• _Kutipan Dokumen_

Semboyan35 Indonesian Railfans

Full Version: Transportasi Massal Versus Kemacetan
You're currently viewing a stripped down version of our content. View the full version with proper formatting.
Pages: 1 2 3 4 5 6 7 8
ada artikel menarik dari

Quote:Transportasi Massal Versus Kemacetan
Selasa, 16 Februari 2010 | 03:11 WIB


Oleh HARYO DAMARDONO

”Light rail transit (kereta) ini merupakan contoh lain pembangunan di Malaysia,” kata Sazally Saidi, Chief Executive Officer Lingkaran Trans Kota Holdings Berhad. Saidi adalah CEO perusahaan jalan tol, sementara light rail transit merupakan ”saingan” jalan tol. Bukan masalah.

Pada Desember 2009, Saidi memperlihatkan sistem jaringan jalan tol dalam Kuala Lumpur, Malaysia, mendatangi pusat pemantauan tol, dan mencermati sistem elektronik tol. Bagaimana pengoperasian jalan tol di sana.

Kuala Lumpur juga macet. Perlu dua polisi lalu lintas pembuka jalan. Waktu yang masih ada, membuat Saidi perlu memperkenalkan light rail transit (LRT) kepada Kuala Lumpur Convention Center.

• _Tugas a_
Menurut artikel tentang transportasi massal, mengapa perlu dua polisi lalu lintas pembuka jalan? Jawab dalam satu sampai tiga kalimat.
Artikel dan baris-baris ini adalah dua bahan yang terpisah.

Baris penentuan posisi
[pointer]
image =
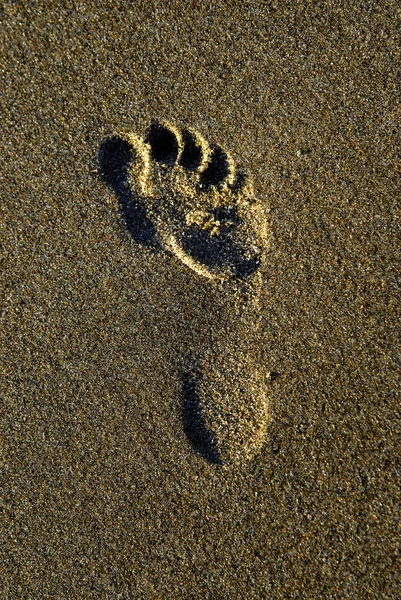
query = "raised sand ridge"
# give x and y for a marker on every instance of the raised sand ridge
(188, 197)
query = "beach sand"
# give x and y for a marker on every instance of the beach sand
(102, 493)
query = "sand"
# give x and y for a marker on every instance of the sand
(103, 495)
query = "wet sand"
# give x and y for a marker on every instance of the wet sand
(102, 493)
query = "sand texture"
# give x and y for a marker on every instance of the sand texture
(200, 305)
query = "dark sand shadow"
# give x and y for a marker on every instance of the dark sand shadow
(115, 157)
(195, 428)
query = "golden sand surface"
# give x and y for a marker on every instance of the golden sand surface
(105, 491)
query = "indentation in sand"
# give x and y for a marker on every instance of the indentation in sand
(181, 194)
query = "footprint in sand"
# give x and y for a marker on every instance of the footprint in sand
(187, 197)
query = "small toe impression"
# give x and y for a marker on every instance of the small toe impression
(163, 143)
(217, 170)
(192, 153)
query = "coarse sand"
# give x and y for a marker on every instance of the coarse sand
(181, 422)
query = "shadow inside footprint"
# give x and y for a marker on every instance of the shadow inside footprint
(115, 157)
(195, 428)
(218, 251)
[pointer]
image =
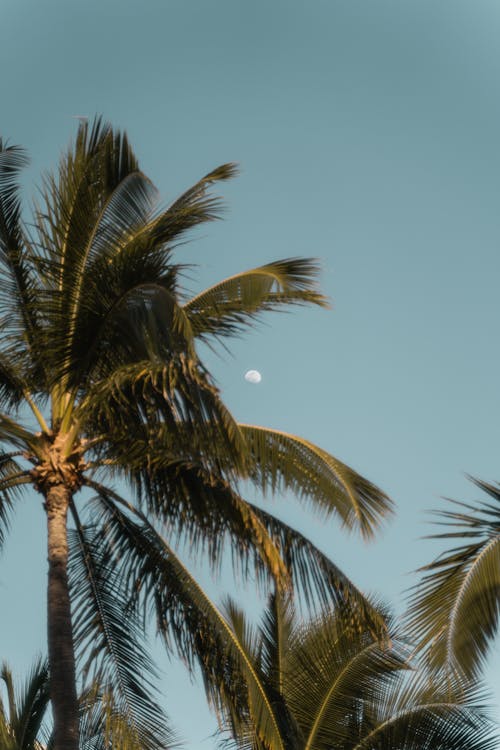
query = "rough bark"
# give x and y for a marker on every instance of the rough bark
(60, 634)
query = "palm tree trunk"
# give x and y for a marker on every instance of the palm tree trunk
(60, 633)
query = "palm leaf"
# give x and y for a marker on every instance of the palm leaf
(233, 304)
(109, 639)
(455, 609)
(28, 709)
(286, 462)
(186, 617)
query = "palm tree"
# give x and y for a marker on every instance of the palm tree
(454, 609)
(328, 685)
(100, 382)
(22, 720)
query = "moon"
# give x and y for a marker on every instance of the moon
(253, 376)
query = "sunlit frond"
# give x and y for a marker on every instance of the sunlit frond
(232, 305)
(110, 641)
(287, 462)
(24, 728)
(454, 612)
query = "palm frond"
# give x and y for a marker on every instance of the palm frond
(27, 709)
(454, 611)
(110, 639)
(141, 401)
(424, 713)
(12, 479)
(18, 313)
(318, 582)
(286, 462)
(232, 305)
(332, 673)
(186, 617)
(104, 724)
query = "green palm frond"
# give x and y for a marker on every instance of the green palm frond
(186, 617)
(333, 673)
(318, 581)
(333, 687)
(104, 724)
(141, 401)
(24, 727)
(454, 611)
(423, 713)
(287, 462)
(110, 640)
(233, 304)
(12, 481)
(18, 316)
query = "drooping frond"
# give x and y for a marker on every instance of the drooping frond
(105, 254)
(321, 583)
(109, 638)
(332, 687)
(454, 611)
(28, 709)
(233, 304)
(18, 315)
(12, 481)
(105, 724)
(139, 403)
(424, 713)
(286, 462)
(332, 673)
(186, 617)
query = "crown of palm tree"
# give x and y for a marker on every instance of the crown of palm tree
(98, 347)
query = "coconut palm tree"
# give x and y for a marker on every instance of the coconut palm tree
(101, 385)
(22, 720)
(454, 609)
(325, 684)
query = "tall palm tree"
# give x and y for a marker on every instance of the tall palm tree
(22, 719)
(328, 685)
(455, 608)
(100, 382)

• _Tugas b_
Kumpulkan setiap baris yang memuat kata "beach". Huruf besar dan kecil dibedakan.

• _Jawaban a_
Karena Kuala Lumpur juga macet. Kemacetan itu membuat dua polisi lalu lintas perlu membuka jalan.

• _Jawaban b_
query = "beach sand"
# give x and y for a marker on every instance of the beach sand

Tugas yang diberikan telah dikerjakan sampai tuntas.